■ **Dokumentabschnitt**:
- - -

Unabhängig davon hat die OPEC ihre Prognosen für die weltweite Ölnachfrage bis zur Mitte des Jahrhunderts angehoben, trotz sich verschärfender Klimakrise. Demnach soll der Verbrauch bis 2045 um 16 % auf 116 Mio. Barrel pro Tag ansteigen, das sind etwa 6 Mio. Barrel pro Tag mehr als bisher prognostiziert. Und die Militäraktionen in Israel hat nun neue geopolitische Risiken in einen Markt gebracht, der bereits durch Angebotskürzungen und sinkende Lagerbestände in Aufruhr geraten ist. Dem am Donnerstag anstehenden US-Inflationsbericht wird abermals große Bedeutung zukommen. Erwartet wird eine im Monatsvergleich zum zweitem Mal in Folge angestiegene Kerninflationsrate um 0,3 %, was die Botschaft der Zentralbanker bestätigen würde, dass die Zinssätze für längere Zeit höher bleiben müssen. Auf Jahresbasis wird sich der Kernverbraucherpreisindex voraussichtlich abkühlen, was jedoch auf Basiseffekte zurückzuführen ist: der Index war im September letzten Jahres so stark gestiegen wie seit 1982 nicht mehr.
Zentralbanken kaufen wieder Gold
Derweil treiben die Zentralbanken ihre entdollarisierungsbemühungen weiter voran. Im August erwarben die Zentralbanken zusammen genommen 77 Tonnen Gold. Dies war der dritte Monat in Folge mit Nettokäufen, die sich insgesamt auf 219 Tonnen beliefen. Dabei war die People's Bank of China mit 28,9 Tonnen der größte Käufer im August - China kaufte damit bereits den zehnten Monat in Folge zu, und viele glauben, dass China mehr Gold besitzt als offiziell angegeben. Auch die Türkei, die zwischen März und Mai auf Grund ihrer ganz eigenen Marktdynamik mit 160 Tonnen als großer Goldverkäufer auftrat und mit ihren Verkäufen die gesamte Goldhandelsbilanz der Zentralbankgruppe ins Minus drückte, steht seit Juni wieder auf der Käuferseite. Der von einigen befürchtete Strategiewechsel dürfte sich damit nicht vollzogen haben.
Trotz der großen Verkäufe der Türkei zu Beginn des Jahres beliefen sich die Nettogoldkäufe der Zentralbanken in der ersten Jahreshälfte auf insgesamt 387 Tonnen. Dies war der höchste Wert für das erste Halbjahr, seit das World Gold Council (WGC) im Jahr 2000 mit der Erstellung dieser Daten begann. Damit setzte sich der im letzten Jahr beobachtete Trend zu steigenden Goldreserven fort. Laut der kürzlich vom WGC veröffentlichten Umfrage zu den Goldreserven der Zentralbanken für 2023 planen 24 % von ihnen, ihre Goldreserven in den nächsten 12 Monaten weiter aufzustocken. 71 % der befragten Zentralbanken gehen davon aus, dass das Gesamtniveau der weltweiten Reserven in den nächsten 12 Monaten steigen wird. Das ist ein Anstieg um 10 Prozentpunkte gegenüber dem letzten Jahr.

- - -

■ **Arbeitsauftrag 1**:
Beantworte die folgenden Fragen zum Dokumentabschnitt.
(a) Auf welchen Tagesverbrauch soll die weltweite Ölnachfrage laut OPEC bis 2045 steigen?
(b) Wie viele Tonnen Gold erwarb die People's Bank of China im August?
(c) Auf wie viele Tonnen beliefen sich die Nettogoldkäufe der Zentralbanken in der ersten Jahreshälfte?
■ **Arbeitsauftrag 2**:
Schreib einen Teil des Dokumentabschnitts erneut ab und tausche darin "Zentralbanken" gegen "Notenbanken" aus. Beginne bei den Wörtern "Trotz der großen" und höre nach "dem letzten Jahr." auf.

■ **Datensatzauszüge**:
- - -

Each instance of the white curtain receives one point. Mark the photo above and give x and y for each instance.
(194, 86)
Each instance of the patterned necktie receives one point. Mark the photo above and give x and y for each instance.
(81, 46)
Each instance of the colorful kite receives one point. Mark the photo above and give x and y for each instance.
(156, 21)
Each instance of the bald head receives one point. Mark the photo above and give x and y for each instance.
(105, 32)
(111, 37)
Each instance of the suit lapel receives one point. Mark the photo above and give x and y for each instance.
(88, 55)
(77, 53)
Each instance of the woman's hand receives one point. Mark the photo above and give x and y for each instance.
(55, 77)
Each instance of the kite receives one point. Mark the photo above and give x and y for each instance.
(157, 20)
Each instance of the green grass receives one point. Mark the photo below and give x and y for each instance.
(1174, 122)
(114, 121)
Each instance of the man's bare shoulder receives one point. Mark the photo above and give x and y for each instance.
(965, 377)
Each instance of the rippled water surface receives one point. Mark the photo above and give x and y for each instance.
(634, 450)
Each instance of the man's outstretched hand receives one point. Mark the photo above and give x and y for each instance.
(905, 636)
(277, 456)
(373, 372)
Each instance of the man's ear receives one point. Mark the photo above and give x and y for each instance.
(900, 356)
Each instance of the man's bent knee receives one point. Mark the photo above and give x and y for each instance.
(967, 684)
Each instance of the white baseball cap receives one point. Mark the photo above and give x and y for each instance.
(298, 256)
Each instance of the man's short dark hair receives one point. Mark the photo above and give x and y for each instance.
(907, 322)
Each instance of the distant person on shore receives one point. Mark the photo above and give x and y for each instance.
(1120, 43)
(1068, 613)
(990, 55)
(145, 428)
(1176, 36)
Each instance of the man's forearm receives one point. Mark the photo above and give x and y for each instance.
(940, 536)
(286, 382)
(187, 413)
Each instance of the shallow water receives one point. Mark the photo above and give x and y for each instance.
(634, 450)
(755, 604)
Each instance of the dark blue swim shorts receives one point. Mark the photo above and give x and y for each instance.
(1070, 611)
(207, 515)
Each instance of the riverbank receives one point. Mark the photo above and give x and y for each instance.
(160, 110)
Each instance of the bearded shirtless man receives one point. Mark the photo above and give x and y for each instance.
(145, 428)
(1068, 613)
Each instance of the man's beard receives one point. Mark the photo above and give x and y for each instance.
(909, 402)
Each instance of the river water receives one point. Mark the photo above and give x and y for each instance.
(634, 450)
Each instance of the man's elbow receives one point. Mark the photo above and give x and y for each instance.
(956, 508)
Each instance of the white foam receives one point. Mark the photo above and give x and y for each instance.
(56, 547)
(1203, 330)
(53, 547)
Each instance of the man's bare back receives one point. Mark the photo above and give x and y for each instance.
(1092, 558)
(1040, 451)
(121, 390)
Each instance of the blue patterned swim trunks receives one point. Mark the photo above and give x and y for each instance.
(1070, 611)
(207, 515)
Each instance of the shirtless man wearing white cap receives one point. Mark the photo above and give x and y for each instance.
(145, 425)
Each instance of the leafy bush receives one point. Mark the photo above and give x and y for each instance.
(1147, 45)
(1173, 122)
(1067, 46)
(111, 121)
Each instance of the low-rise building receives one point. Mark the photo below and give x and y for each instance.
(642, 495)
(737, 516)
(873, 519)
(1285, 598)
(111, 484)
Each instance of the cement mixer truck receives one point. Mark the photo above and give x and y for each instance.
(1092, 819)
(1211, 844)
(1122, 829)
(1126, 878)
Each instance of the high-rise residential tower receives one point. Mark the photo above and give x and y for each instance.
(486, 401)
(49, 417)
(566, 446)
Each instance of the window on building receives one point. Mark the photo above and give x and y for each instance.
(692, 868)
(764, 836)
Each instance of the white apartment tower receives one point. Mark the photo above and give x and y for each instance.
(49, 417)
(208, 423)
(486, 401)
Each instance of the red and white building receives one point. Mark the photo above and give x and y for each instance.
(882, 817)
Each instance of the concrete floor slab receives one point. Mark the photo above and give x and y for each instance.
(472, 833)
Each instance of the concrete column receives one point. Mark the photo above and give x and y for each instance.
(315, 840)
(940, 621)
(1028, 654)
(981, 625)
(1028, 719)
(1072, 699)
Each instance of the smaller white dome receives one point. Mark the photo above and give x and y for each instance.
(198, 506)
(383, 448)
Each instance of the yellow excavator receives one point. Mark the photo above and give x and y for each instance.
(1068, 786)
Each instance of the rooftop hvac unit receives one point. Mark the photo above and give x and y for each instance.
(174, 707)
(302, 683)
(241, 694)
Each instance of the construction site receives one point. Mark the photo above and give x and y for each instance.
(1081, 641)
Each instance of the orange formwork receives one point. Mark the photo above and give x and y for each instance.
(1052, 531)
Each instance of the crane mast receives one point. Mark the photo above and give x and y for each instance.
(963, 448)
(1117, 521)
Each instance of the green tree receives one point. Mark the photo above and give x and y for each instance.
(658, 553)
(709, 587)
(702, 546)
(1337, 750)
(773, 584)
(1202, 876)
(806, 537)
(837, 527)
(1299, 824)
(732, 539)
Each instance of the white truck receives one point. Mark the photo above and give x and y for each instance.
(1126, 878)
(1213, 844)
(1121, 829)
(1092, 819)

- - -

■ **Lösung 1**:
(a) Auf 116 Mio. Barrel pro Tag.
(b) 28,9 Tonnen.
(c) Auf insgesamt 387 Tonnen.

■ **Lösung 2**:
Trotz der großen Verkäufe der Türkei zu Beginn des Jahres beliefen sich die Nettogoldkäufe der Notenbanken in der ersten Jahreshälfte auf insgesamt 387 Tonnen. Dies war der höchste Wert für das erste Halbjahr, seit das World Gold Council (WGC) im Jahr 2000 mit der Erstellung dieser Daten begann. Damit setzte sich der im letzten Jahr beobachtete Trend zu steigenden Goldreserven fort. Laut der kürzlich vom WGC veröffentlichten Umfrage zu den Goldreserven der Notenbanken für 2023 planen 24 % von ihnen, ihre Goldreserven in den nächsten 12 Monaten weiter aufzustocken. 71 % der befragten Notenbanken gehen davon aus, dass das Gesamtniveau der weltweiten Reserven in den nächsten 12 Monaten steigen wird. Das ist ein Anstieg um 10 Prozentpunkte gegenüber dem letzten Jahr.